## EXERCISE BRIEF
Please rewrite the data from the line that has "batch is waterfall." through the line that has "[117,19,224,168]", changing "waterfall" to "cascade" and leaving everything else as it is.

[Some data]
══════

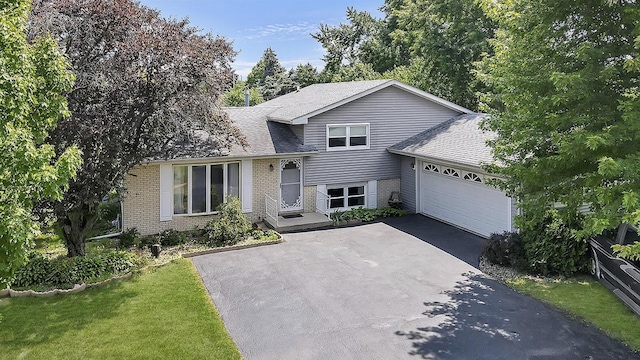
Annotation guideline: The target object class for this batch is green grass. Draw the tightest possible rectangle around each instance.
[508,276,640,351]
[0,260,241,359]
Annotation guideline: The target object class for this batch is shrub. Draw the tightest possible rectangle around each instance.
[11,251,139,289]
[118,228,140,249]
[249,229,280,241]
[482,231,526,270]
[138,235,160,249]
[331,206,407,225]
[158,229,187,246]
[205,196,251,246]
[521,209,589,276]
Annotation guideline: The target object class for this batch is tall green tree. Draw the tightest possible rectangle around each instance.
[289,63,319,87]
[0,0,81,284]
[221,81,264,107]
[246,48,318,100]
[383,0,496,109]
[479,0,640,236]
[29,0,243,256]
[247,47,286,87]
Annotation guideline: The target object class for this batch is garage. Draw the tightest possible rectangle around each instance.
[418,162,512,237]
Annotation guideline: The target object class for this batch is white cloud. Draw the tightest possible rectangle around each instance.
[241,21,318,40]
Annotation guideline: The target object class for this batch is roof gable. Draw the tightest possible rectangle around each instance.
[256,80,472,124]
[388,114,495,167]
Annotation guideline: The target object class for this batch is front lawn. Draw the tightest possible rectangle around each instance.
[0,260,241,359]
[507,276,640,351]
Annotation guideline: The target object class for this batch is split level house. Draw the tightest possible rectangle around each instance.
[123,80,515,237]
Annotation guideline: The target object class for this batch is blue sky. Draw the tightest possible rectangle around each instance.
[141,0,384,79]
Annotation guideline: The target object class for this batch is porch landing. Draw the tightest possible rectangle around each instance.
[264,212,332,232]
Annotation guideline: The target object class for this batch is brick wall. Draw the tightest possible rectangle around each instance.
[123,159,390,235]
[302,185,316,212]
[123,159,282,235]
[123,165,218,235]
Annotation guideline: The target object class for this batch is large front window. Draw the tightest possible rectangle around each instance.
[327,185,366,209]
[173,163,240,215]
[327,124,369,150]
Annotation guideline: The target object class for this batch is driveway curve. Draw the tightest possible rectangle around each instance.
[193,215,640,359]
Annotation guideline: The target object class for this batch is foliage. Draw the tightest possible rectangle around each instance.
[521,210,589,276]
[29,0,244,256]
[247,47,285,87]
[311,0,496,109]
[289,63,320,88]
[11,251,138,289]
[482,231,527,269]
[249,229,280,241]
[118,228,140,249]
[311,7,400,74]
[613,241,640,261]
[331,206,407,225]
[478,0,640,249]
[320,62,388,82]
[158,229,189,246]
[205,196,251,246]
[0,260,242,360]
[508,277,640,351]
[221,81,264,107]
[384,0,496,109]
[242,48,319,100]
[0,0,81,285]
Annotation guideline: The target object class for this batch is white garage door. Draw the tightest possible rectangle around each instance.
[420,163,511,237]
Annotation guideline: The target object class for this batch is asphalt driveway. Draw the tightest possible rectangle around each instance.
[193,215,640,359]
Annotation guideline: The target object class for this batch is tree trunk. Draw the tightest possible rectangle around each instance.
[59,208,98,257]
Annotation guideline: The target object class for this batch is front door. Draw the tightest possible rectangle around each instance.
[280,158,302,211]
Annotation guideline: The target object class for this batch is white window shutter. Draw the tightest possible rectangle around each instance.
[240,160,253,213]
[316,185,328,214]
[160,164,173,221]
[367,180,378,209]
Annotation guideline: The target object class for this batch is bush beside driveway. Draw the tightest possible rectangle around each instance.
[193,216,639,359]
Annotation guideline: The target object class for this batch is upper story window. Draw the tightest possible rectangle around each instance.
[173,163,240,215]
[327,185,366,209]
[463,173,482,182]
[424,163,440,173]
[327,124,369,151]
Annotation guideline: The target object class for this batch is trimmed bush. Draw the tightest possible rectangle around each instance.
[205,196,251,246]
[521,209,589,276]
[482,231,527,269]
[158,229,188,246]
[249,229,280,241]
[11,251,139,289]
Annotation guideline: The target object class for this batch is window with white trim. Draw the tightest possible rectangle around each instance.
[424,164,440,173]
[463,173,482,182]
[442,168,460,177]
[327,124,369,151]
[173,163,240,215]
[327,185,367,209]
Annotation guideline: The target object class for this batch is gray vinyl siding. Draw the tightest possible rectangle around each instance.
[396,155,420,212]
[304,86,459,184]
[511,198,520,231]
[291,125,304,145]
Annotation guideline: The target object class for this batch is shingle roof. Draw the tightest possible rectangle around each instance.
[256,80,471,123]
[225,106,317,156]
[389,114,495,166]
[164,106,317,159]
[256,80,392,121]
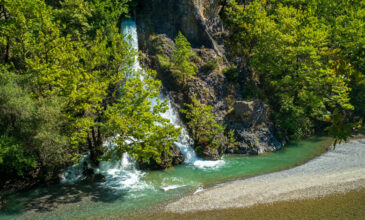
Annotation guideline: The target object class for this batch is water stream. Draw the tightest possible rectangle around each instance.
[0,20,336,219]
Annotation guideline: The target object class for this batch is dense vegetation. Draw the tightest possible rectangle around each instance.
[0,0,179,183]
[0,0,365,187]
[222,0,365,139]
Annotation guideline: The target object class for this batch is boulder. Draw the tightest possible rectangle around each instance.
[234,100,268,127]
[226,100,282,154]
[138,145,185,170]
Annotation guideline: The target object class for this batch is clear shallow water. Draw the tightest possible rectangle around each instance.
[0,20,329,219]
[0,138,330,219]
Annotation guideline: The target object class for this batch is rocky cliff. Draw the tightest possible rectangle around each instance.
[135,0,281,158]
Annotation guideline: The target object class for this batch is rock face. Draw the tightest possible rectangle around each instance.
[226,100,282,154]
[138,145,185,170]
[136,0,224,56]
[136,0,281,159]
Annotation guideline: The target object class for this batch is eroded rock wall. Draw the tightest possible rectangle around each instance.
[136,0,281,158]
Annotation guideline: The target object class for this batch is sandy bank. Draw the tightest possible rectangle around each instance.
[165,139,365,213]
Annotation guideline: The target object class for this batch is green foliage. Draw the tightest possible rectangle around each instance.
[104,71,180,163]
[0,136,36,176]
[224,0,365,139]
[202,59,218,72]
[0,0,179,180]
[180,95,235,156]
[223,67,239,82]
[171,32,196,84]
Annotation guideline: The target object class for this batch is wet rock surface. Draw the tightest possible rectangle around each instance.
[138,145,185,170]
[136,0,282,159]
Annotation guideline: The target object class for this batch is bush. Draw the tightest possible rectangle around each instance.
[202,59,218,72]
[223,67,239,82]
[0,135,37,176]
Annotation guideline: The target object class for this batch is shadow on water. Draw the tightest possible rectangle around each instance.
[0,183,128,217]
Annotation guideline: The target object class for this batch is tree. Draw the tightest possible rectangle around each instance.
[225,0,353,139]
[171,32,196,84]
[180,95,235,159]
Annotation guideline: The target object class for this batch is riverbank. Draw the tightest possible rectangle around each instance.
[164,139,365,213]
[123,189,365,220]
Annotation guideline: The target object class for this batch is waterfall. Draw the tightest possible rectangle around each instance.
[62,19,224,186]
[117,19,224,168]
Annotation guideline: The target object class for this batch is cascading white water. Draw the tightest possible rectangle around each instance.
[62,19,224,187]
[116,19,224,168]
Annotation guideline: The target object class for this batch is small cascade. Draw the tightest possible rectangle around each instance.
[121,19,224,168]
[62,19,224,186]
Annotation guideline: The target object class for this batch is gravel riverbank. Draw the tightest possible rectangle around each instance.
[165,139,365,213]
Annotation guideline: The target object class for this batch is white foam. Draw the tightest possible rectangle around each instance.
[161,185,186,192]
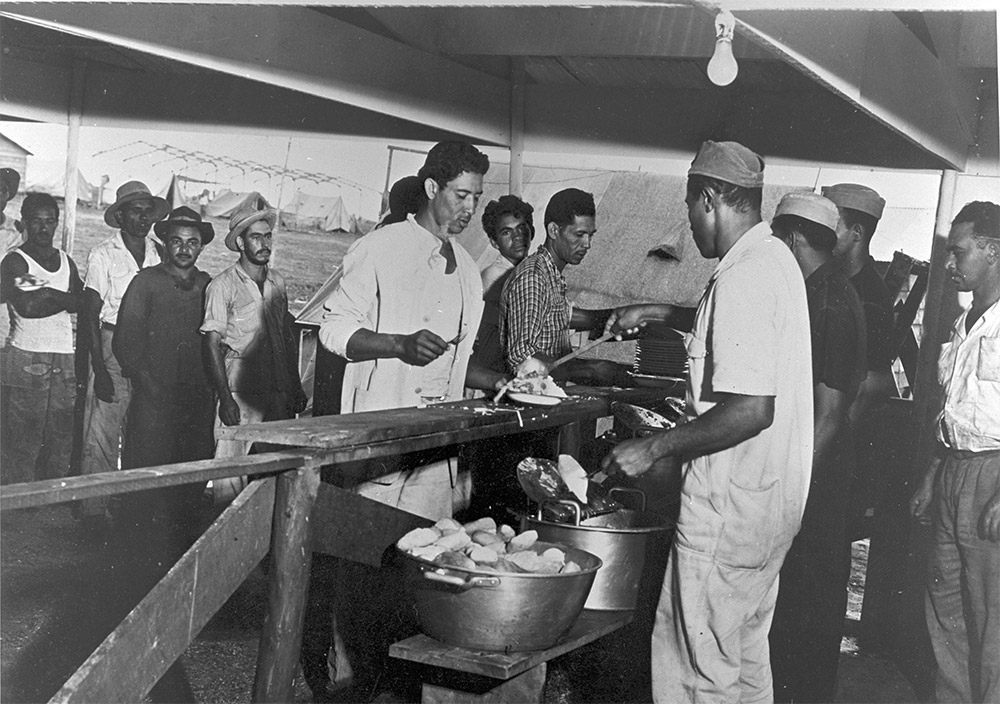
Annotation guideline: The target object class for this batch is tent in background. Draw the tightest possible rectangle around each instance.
[281,191,357,232]
[204,189,271,218]
[20,157,97,203]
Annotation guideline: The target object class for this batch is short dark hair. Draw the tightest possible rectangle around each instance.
[21,193,59,220]
[771,215,837,253]
[417,141,490,188]
[951,200,1000,239]
[545,188,597,227]
[483,196,535,240]
[839,208,878,242]
[687,174,764,213]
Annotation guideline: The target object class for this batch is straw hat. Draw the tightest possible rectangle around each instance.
[226,193,278,252]
[104,181,170,227]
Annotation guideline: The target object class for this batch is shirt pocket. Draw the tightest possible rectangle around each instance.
[976,337,1000,382]
[716,479,781,570]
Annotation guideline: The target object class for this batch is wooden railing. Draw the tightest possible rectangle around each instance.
[0,389,666,704]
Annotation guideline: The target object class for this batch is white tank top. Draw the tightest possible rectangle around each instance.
[7,249,73,354]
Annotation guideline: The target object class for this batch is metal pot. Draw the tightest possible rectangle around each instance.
[396,541,601,652]
[524,490,670,611]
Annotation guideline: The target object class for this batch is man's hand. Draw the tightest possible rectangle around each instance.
[910,471,935,526]
[399,330,448,367]
[601,437,661,477]
[979,491,1000,543]
[514,355,552,379]
[288,386,309,415]
[219,394,240,425]
[94,367,115,403]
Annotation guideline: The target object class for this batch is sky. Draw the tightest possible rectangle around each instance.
[0,121,968,260]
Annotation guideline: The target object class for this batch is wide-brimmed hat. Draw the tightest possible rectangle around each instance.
[153,205,215,246]
[226,193,278,252]
[104,181,170,227]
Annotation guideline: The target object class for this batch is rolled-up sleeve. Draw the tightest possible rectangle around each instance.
[198,278,229,338]
[319,238,378,360]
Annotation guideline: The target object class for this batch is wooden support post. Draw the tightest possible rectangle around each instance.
[509,56,524,198]
[253,462,319,702]
[62,59,90,256]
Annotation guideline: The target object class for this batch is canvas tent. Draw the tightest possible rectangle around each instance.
[205,189,270,218]
[20,157,97,203]
[281,191,357,232]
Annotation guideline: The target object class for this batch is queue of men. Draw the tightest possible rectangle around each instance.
[0,141,1000,702]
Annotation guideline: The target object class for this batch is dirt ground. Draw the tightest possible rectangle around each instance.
[0,506,916,704]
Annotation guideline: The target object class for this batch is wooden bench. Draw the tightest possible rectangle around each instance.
[389,610,634,704]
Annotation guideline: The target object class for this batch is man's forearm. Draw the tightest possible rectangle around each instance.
[652,395,774,457]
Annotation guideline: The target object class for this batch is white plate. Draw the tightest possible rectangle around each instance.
[507,391,562,406]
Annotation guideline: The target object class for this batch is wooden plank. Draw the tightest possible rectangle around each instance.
[0,451,309,511]
[51,478,275,704]
[252,463,320,702]
[311,484,434,567]
[389,609,634,680]
[420,662,548,704]
[221,387,672,449]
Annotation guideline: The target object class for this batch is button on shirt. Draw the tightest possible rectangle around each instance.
[87,232,160,325]
[201,264,289,394]
[500,247,572,369]
[937,301,1000,452]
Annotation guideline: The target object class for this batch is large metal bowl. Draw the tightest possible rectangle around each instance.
[523,496,671,611]
[396,542,601,652]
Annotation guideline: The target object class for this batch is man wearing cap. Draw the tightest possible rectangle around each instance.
[77,181,170,528]
[769,193,866,702]
[201,194,307,503]
[822,183,896,532]
[112,206,215,560]
[910,201,1000,702]
[0,168,24,347]
[0,193,83,484]
[602,141,813,703]
[500,188,623,385]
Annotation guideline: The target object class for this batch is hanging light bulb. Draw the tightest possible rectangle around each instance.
[708,10,740,86]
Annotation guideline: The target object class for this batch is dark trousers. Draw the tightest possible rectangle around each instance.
[768,442,852,702]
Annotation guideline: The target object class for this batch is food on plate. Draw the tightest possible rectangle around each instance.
[508,375,566,398]
[396,518,580,574]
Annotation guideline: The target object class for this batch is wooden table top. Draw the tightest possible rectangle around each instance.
[220,386,678,450]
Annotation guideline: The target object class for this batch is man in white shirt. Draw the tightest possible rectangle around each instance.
[910,201,1000,702]
[602,142,813,704]
[76,181,170,528]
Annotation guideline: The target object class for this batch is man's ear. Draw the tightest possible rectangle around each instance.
[424,176,441,200]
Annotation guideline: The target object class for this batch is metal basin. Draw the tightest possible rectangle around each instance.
[396,541,601,652]
[523,496,671,611]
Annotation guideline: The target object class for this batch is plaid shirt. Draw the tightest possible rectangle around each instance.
[500,247,572,370]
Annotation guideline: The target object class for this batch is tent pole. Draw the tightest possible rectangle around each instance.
[62,59,89,256]
[509,56,524,198]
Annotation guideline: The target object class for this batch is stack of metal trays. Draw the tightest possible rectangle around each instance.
[632,325,688,380]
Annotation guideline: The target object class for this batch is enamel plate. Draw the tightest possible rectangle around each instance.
[507,391,561,406]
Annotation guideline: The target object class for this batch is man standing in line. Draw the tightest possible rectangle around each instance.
[602,141,813,704]
[473,196,535,372]
[822,183,896,538]
[77,181,170,528]
[0,193,83,484]
[201,201,307,504]
[768,193,866,702]
[0,168,24,347]
[910,201,1000,703]
[500,188,624,385]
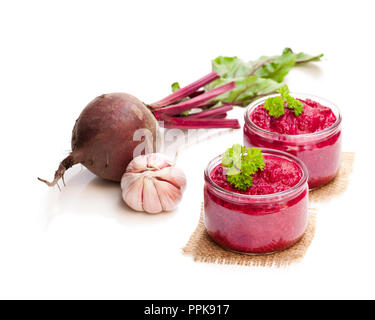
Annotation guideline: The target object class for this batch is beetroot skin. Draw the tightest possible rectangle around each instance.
[38,71,240,186]
[39,93,158,186]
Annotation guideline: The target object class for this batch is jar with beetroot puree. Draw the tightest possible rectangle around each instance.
[204,149,308,254]
[244,94,342,189]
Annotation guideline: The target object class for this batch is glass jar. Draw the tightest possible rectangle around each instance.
[204,149,308,254]
[244,94,342,189]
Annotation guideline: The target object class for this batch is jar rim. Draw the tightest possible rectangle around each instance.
[244,92,342,139]
[204,148,308,201]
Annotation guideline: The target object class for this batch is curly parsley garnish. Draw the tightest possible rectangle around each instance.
[263,85,303,118]
[222,144,265,190]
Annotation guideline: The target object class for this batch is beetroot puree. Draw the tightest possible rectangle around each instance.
[250,99,336,135]
[211,156,302,195]
[244,98,341,188]
[204,151,308,254]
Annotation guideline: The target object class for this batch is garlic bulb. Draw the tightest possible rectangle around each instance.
[121,153,186,213]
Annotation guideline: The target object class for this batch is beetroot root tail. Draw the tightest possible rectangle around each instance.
[38,153,78,187]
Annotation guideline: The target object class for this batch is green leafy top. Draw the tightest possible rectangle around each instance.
[205,48,323,106]
[222,144,265,190]
[263,85,303,118]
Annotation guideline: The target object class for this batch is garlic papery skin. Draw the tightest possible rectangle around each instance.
[121,153,186,214]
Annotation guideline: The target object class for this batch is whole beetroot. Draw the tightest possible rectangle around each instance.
[39,93,158,186]
[38,72,240,186]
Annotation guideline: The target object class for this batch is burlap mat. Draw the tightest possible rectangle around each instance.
[309,152,355,201]
[183,208,316,267]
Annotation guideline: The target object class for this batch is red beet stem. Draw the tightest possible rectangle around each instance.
[149,71,220,108]
[187,105,233,119]
[153,81,236,119]
[38,152,80,188]
[162,116,241,129]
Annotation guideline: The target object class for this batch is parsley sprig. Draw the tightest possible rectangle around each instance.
[222,144,265,190]
[263,85,303,118]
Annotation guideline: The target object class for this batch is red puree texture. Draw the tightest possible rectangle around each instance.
[204,156,308,254]
[250,99,336,135]
[244,99,341,188]
[211,156,302,195]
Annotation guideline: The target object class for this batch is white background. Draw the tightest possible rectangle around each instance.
[0,0,375,299]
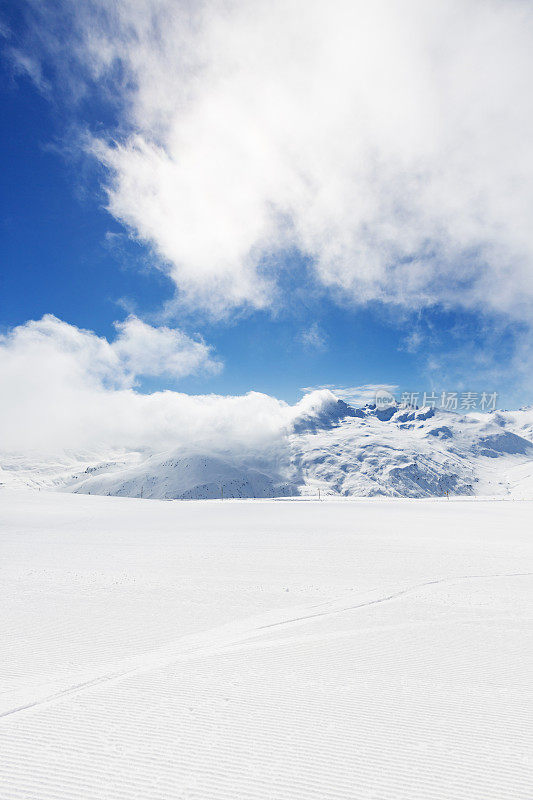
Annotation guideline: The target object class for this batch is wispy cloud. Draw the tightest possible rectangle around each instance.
[7,0,533,319]
[0,316,331,458]
[300,322,327,352]
[300,383,399,406]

══════

## TASK ANSWER
Annotation guideline: The target object class for this batch is cascade. Draw the tightest possible rectangle around each instance.
[62,19,224,186]
[117,19,224,168]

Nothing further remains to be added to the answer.